提示文:

万国時事周覧

世界中で起こっている様々な出来事について、政治学および統治学を研究する学者の視点から、寸評を書いています。

緊急事態条項のもう一つの問題-’政府の方が悪い’場合

2021年12月20日 13時33分51秒 | 国際政治

 防衛戦争といった国家存亡の危機にあっては、緊急事態の発生を根拠とした有事型の体制への転換が必要とされるケースはないわけではありません。この観点からすれば、憲法に緊急事態条項を設けるべし、とする主張にも合理的な根拠があります。しかしながら、緊急事態条項については、もう一つ、考えてみるべき問題があります。それは、同条項の適用対象は、必ずしも防衛戦争とは限らない、という問題です。

 

 今般、憲法改正に際して緊急事態条項の導入が論点として急浮上してきた背景には、コロナ対策としてのロックダウン等の強制措置がありました。感染症を終息させるためには、行動や移動の自由を含め、個々人の基本的な自由や権利を制限する必要性が主張されたからです。感染症のみならず、大規模な地震や水害といった自然災害、並びに、人災においても私権制限を要するケースも想定され、緊急事態条項は、こうした’準有事’のケースに直面した際にも、政府が事態収拾のために速やかに行動し、組織的に対応する切り札とも目されているのです。

保存データ:
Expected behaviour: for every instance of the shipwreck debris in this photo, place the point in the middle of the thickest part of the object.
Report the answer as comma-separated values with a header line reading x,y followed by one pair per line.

課題内容: 緊急事態条項についての文章を、一字一句違えずに全文引用せよ。 一覧は別の出典から取ったものだ。

解答結果:
万国時事周覧

世界中で起こっている様々な出来事について、政治学および統治学を研究する学者の視点から、寸評を書いています。

緊急事態条項のもう一つの問題-’政府の方が悪い’場合

2021年12月20日 13時33分51秒 | 国際政治

 防衛戦争といった国家存亡の危機にあっては、緊急事態の発生を根拠とした有事型の体制への転換が必要とされるケースはないわけではありません。この観点からすれば、憲法に緊急事態条項を設けるべし、とする主張にも合理的な根拠があります。しかしながら、緊急事態条項については、もう一つ、考えてみるべき問題があります。それは、同条項の適用対象は、必ずしも防衛戦争とは限らない、という問題です。

 

 今般、憲法改正に際して緊急事態条項の導入が論点として急浮上してきた背景には、コロナ対策としてのロックダウン等の強制措置がありました。感染症を終息させるためには、行動や移動の自由を含め、個々人の基本的な自由や権利を制限する必要性が主張されたからです。感染症のみならず、大規模な地震や水害といった自然災害、並びに、人災においても私権制限を要するケースも想定され、緊急事態条項は、こうした’準有事’のケースに直面した際にも、政府が事態収拾のために速やかに行動し、組織的に対応する切り札とも目されているのです。